§ **To do**
Reproduce, line for line and without change, the stretch of data from the line containing "Locate the farm" through the last line of the data, both ends included.

□ □ □ □

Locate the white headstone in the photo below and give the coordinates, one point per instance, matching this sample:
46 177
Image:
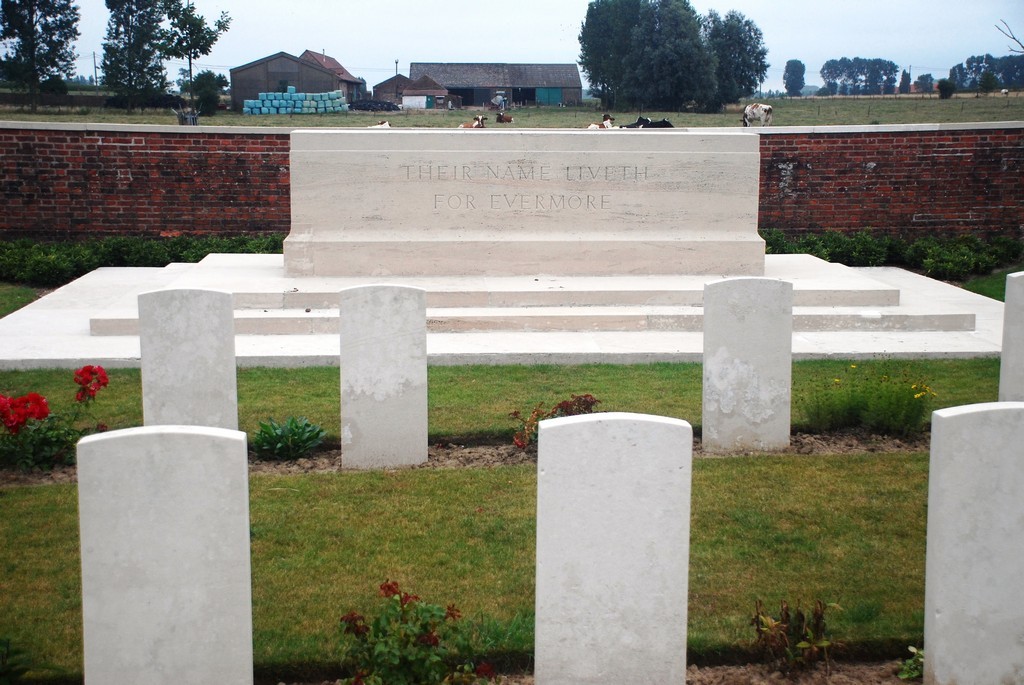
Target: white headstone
166 581
748 365
612 549
974 572
383 376
1012 358
188 371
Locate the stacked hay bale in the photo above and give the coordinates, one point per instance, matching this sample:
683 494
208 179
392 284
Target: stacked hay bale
294 102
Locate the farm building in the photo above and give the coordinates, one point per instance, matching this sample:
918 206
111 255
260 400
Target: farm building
424 93
354 88
276 72
391 90
479 84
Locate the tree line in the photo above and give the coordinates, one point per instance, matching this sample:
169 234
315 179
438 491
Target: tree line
660 54
37 47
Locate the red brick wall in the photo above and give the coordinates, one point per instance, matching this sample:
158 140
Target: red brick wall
68 183
902 181
75 181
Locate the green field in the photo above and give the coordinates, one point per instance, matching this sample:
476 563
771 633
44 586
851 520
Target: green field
846 528
788 112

□ □ □ □

§ **Exercise response**
Locate the farm building in the photo above and give the coordinates, one point per instance, matching this sample:
918 206
111 255
260 400
Target: farm building
424 93
354 88
276 72
391 90
479 84
Locate the tree line in the photo above and give the coordinates, one point per instance, matching this sample:
169 234
315 179
438 491
Target: tree line
660 54
37 47
Locate the red brick wall in the photo above and give the coordinates, one point per instance, matching this sample:
158 140
Target: red brick wall
68 183
902 181
75 181
Locate the green field in the photo above and give the coordinates, one point per instance, matching this sample:
476 563
771 633
44 586
851 520
Target: green field
846 528
788 112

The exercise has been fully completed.